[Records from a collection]
◆ ◆ ◆ ◆ ◆

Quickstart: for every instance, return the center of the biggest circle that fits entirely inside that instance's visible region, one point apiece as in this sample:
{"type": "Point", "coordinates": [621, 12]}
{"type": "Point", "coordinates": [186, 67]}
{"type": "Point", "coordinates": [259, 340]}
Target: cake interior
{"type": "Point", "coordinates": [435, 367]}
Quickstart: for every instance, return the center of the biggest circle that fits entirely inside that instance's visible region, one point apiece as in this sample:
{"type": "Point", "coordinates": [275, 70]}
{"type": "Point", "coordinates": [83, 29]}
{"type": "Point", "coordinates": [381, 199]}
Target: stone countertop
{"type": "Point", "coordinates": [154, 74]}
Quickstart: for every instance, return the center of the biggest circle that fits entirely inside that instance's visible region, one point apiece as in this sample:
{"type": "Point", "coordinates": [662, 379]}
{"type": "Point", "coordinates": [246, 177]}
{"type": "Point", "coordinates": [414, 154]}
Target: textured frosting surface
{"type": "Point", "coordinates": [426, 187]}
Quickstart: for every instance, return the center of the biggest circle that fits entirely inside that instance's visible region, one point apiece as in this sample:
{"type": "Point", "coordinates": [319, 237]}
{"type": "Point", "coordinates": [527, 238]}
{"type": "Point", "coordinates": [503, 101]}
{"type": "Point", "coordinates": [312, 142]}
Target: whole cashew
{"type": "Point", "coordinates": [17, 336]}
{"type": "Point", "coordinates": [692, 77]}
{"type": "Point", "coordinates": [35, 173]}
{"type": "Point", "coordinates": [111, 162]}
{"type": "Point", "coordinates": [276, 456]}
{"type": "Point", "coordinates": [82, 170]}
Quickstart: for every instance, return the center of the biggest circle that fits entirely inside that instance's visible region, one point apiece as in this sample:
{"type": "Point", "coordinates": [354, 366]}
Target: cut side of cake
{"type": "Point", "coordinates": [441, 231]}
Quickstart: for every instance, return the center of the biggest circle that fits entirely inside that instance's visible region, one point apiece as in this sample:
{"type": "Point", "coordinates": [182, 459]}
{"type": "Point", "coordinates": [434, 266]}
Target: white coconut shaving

◆ ◆ ◆ ◆ ◆

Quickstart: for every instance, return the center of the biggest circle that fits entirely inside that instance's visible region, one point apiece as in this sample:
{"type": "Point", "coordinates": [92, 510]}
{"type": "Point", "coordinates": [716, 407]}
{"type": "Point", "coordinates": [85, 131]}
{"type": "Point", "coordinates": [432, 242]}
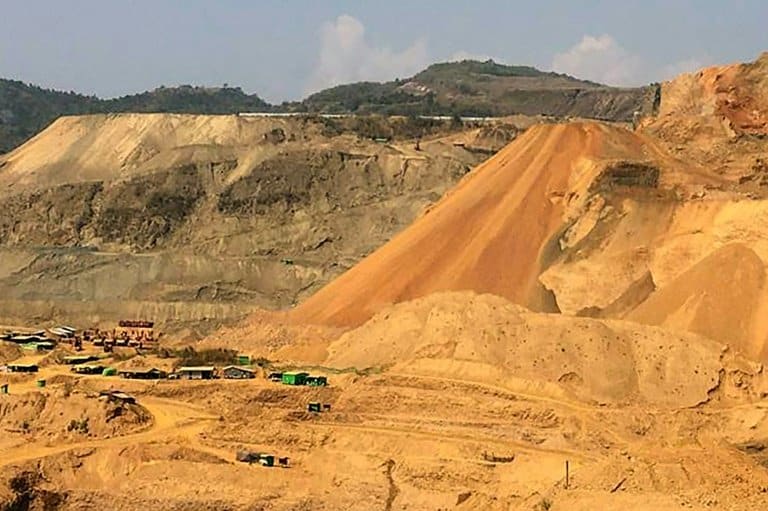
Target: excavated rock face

◆ ◆ ◆ ◆ ◆

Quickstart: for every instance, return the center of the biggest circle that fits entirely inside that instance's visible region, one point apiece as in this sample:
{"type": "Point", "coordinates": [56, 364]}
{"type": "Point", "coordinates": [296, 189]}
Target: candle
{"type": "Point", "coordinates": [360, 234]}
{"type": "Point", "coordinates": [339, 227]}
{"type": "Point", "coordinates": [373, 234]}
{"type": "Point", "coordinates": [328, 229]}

◆ ◆ ◆ ◆ ◆

GOAL: Extract every line of the rows above that contains the string "cake". Matching is case-sensitive.

RESPONSE:
Target: cake interior
Target: cut side of cake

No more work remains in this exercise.